■ SELECTED EXCERPT ■
Dogs

How to be your dog’s best friend

Much the same as you and I, a healthy dog is a happy dog. And although we love to see the pets in our care as often as we can, investing a little time and effort in getting to know your dog’s needs – and putting in place a plan that prevents them getting sick – will ensure that you’ll both need to pop to the vet that little bit less.

8 steps to a healthy, happy pup

Our preventative health plan covers the most important things you can do for your dog. You’ll find lots of bedtime reading throughout the site, but here is a quick need-to-know to get you started.

  1. Vaccination
    It’s incredibly important that puppies begin vaccinations within their first few months of life so that they are protected from the most common diseases, and can start getting out and about and meeting other pups.
  2. Feeding
    Choose the highest quality dry, tinned or balanced raw food you can, rather than sloppy tins or pouches. Keep them keen and never leave food down. They should be wagging their tails and peckish when mealtime comes around.
  3. Puppy Pre-School
    A week after their first vaccination, it’s time to get social. The more you introduce them to sights, sounds and other dogs, the better. So why not bring them along to our Puppy Pre-School?
  4. Dental health
    The best thing you can do for your dog’s teeth is exactly what you do for your own – good-old daily cleaning and timely trips to the dentist. Help them look after their own mouths, too, with foods that they can really get their teeth into. A good chew on a raw meaty bone every week really helps. Check out our freezer.

■ LISTED ENTRIES ■
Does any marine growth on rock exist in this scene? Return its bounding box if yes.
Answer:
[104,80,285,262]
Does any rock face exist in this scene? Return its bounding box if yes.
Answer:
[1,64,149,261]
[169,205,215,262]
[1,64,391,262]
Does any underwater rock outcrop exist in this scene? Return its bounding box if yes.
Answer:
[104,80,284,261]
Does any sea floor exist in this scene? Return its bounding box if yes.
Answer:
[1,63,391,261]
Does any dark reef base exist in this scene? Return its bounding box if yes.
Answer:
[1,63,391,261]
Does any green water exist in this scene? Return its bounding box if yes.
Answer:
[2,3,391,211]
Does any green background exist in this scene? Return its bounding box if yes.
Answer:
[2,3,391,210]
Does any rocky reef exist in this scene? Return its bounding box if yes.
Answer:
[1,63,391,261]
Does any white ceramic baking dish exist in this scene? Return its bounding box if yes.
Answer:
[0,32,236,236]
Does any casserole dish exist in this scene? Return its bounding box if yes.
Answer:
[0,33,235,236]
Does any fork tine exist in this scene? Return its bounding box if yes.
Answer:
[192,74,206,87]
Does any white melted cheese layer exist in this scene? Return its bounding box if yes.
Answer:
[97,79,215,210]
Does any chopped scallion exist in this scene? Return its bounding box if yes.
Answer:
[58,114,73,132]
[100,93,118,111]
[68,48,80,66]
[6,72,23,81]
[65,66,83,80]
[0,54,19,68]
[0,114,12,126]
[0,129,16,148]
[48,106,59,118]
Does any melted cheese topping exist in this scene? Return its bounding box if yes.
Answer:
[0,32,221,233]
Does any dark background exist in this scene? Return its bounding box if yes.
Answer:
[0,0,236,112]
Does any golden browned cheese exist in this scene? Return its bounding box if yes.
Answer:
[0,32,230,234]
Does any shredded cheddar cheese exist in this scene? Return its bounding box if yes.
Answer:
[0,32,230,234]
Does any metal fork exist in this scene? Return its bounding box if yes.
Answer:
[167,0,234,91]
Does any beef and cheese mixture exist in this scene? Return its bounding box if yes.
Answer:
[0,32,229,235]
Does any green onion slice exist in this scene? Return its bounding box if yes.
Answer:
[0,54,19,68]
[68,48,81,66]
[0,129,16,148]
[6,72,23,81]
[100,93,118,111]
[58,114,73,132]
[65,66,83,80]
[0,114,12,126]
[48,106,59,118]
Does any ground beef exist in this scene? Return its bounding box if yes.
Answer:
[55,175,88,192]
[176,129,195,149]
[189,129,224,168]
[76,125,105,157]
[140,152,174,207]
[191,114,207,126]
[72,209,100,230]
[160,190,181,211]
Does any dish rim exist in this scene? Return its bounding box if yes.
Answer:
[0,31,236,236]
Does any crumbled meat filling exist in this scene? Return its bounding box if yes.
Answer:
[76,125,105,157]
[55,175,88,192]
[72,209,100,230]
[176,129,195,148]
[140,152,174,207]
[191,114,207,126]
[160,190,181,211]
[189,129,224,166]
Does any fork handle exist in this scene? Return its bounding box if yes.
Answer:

■ PARTS OF THE EXERCISE ■
(a) Rewrite the dog care text from "Our preventative health" to "our Puppy Pre-School?", putting "hungry" in place of "peckish".
(b) According to the dog care text, how long after their first vaccination should puppies start getting social?
(c) Go on with the dog care text from where it stops.

■ EXERCISE RESPONSES ■
(a)
Our preventative health plan covers the most important things you can do for your dog. You’ll find lots of bedtime reading throughout the site, but here is a quick need-to-know to get you started.

  1. Vaccination
    It’s incredibly important that puppies begin vaccinations within their first few months of life so that they are protected from the most common diseases, and can start getting out and about and meeting other pups.
  2. Feeding
    Choose the highest quality dry, tinned or balanced raw food you can, rather than sloppy tins or pouches. Keep them keen and never leave food down. They should be wagging their tails and hungry when mealtime comes around.
  3. Puppy Pre-School
    A week after their first vaccination, it’s time to get social. The more you introduce them to sights, sounds and other dogs, the better. So why not bring them along to our Puppy Pre-School?

(b) A week after their first vaccination.

(c)
  5. Health insurance
    There’s no getting away from the fact that pet insurance can be pricey. But like many things these days, we’re great believers that you only get what you pay for. Choose your plan carefully and with every eventuality in mind.
  6. Neutering
    We recommend that all puppies be neutered by the time they’re five months old. It helps prevent future medical and behavioural problems and prolongs lifespan. Plus the younger the pup, the less they’re fazed by the procedure. Sometimes our advice may differ, depending on circumstances. Just ask.
  7. Worming and fleas
    Every new pup should be wormed. And as soon as they start venturing outside, even if just for a quick scamper in the garden, it’s time to start at-home monthly worming and flea prevention.
  8. Identity microchips
    It may only be the size of a grain of rice, but a microchip makes a huge difference to your peace of mind. Should your dog ever go walkabout, it makes it easy to be reunited, and means they can accompany you on holiday, too. Jolly good news all around.